Selected excerpt:
□ □ □ □
Mastercard Inc. beat quarterly profit estimates on Thursday as an uptick in international travel powered card spending and said a recent drag on cross-border travel from the Omicron variant was unlikely to persist.
Increased vaccinations and easing pandemic-related curbs had backed a recovery in spending, but rising COVID-19 infections from the Omicron variant pressured cross-border travel in the tail end of the fourth quarter and into January.
Chief Executive Officer Michael Miebach, however, said cross-border travel will return to pre-pandemic levels by the end of the year.
“There are early signs that the Omicron will be relatively short-lived.”
Shares of the company rose 4.3 percent to $359.22 as cross-border volumes—a key metric that tracks card spending beyond the country of issue—surged 53 percent during the quarter.
□ □ □ □
Exercise requirements:
#1 List every percentage and dollar figure given in the Mastercard earnings report.
#2 Answer these questions from the Mastercard earnings report:
(a) Who is the company's chief executive officer?
(b) By how much did cross-border volumes rise during the quarter?
(c) What pressured cross-border travel late in the fourth quarter and into January?
#3 Extend the Mastercard earnings report past its final sentence.
□ □ □ □
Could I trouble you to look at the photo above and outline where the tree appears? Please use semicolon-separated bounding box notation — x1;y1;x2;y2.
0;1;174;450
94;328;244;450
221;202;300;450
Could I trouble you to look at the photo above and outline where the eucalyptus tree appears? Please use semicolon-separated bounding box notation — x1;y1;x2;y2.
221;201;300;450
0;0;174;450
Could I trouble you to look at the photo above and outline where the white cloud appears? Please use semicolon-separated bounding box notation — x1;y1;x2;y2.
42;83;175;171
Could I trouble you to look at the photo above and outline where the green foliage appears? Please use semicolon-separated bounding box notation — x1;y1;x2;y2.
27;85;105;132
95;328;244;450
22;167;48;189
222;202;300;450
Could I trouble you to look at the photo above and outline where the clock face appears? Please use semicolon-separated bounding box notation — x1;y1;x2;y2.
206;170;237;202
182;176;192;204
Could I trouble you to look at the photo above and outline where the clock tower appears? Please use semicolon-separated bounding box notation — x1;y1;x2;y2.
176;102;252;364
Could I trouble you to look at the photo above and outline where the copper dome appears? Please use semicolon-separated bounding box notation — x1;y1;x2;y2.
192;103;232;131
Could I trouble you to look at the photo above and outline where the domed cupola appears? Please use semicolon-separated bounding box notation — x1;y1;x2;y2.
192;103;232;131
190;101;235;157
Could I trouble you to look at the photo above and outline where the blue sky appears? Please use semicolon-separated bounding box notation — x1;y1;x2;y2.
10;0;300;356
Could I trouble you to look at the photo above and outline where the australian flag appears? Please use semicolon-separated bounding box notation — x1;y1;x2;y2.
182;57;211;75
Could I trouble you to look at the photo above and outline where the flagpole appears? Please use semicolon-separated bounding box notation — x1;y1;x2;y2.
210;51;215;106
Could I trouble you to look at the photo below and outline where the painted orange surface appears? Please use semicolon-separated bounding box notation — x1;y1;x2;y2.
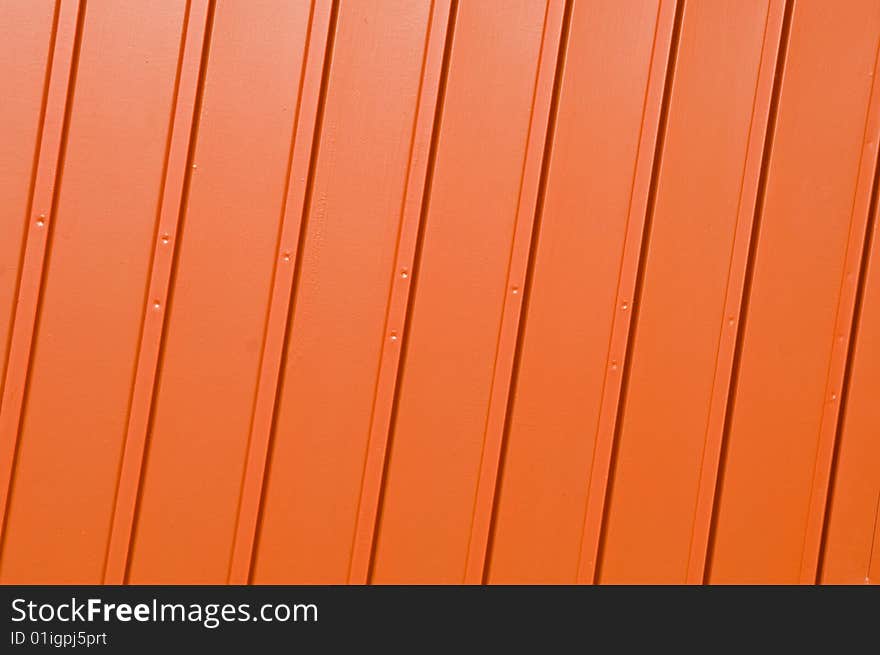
0;0;880;584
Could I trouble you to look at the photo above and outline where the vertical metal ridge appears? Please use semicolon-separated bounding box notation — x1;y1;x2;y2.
816;133;880;582
577;0;684;584
228;0;338;584
800;26;880;584
104;0;214;584
0;0;85;552
0;0;62;402
464;0;571;584
686;0;787;584
348;0;458;584
702;0;794;581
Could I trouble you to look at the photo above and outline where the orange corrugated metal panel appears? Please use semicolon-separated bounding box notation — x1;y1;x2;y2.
0;0;880;583
599;2;782;583
709;1;880;583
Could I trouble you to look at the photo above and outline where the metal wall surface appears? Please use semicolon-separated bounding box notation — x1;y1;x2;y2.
0;0;880;584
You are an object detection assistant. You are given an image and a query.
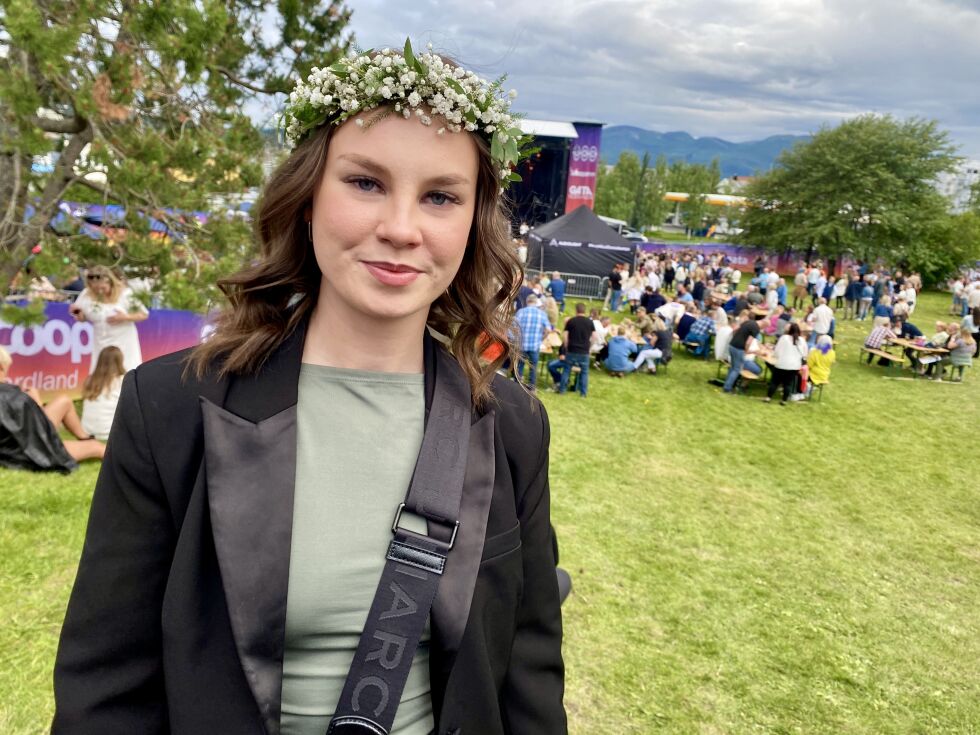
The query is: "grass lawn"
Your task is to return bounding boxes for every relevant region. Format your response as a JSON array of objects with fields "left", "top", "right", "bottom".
[{"left": 0, "top": 295, "right": 980, "bottom": 735}]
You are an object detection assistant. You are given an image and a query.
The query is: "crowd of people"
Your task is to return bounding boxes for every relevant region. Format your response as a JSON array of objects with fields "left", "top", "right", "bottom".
[{"left": 514, "top": 251, "right": 980, "bottom": 403}]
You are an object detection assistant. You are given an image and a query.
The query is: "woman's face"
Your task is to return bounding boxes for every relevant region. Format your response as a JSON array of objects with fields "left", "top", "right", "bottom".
[
  {"left": 85, "top": 274, "right": 110, "bottom": 297},
  {"left": 312, "top": 108, "right": 478, "bottom": 323}
]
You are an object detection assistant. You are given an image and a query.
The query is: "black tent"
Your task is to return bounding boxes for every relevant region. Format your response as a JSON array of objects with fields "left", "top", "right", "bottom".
[{"left": 527, "top": 205, "right": 636, "bottom": 276}]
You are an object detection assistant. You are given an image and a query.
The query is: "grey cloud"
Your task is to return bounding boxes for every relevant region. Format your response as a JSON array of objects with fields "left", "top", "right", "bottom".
[{"left": 338, "top": 0, "right": 980, "bottom": 155}]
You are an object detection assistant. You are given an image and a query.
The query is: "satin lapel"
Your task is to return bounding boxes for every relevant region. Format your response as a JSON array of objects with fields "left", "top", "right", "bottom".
[
  {"left": 430, "top": 411, "right": 494, "bottom": 671},
  {"left": 201, "top": 399, "right": 296, "bottom": 735},
  {"left": 201, "top": 322, "right": 306, "bottom": 735}
]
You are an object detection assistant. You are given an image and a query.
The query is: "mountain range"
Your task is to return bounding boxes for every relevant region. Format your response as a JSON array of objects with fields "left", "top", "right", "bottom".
□ □ □ □
Responses:
#1
4.3 percent
$359.22
53 percent

#2
(a) Michael Miebach
(b) 53 percent
(c) Rising COVID-19 infections from the Omicron variant

#3
Mastercard’s gross dollar volumes jumped 23 percent to $2.1 trillion from a year earlier. The metric represents the dollar value of the transactions processed.
Mastercard’s net revenue rose 27 percent to $5.2 billion in the quarter ended Dec. 31, above estimates of $5.16 billion, according to Refinitiv data.
But its operating expenses, excluding acquisition costs, rose 12 percent on the back of higher spending on personnel, marketing, and data processing.
Profit rose to $2.4 billion, or $2.41 per share, from $1.8 billion, or $1.78 per share, a year earlier.
On an adjusted basis, Mastercard earned $2.35 per share, above estimates of $2.21.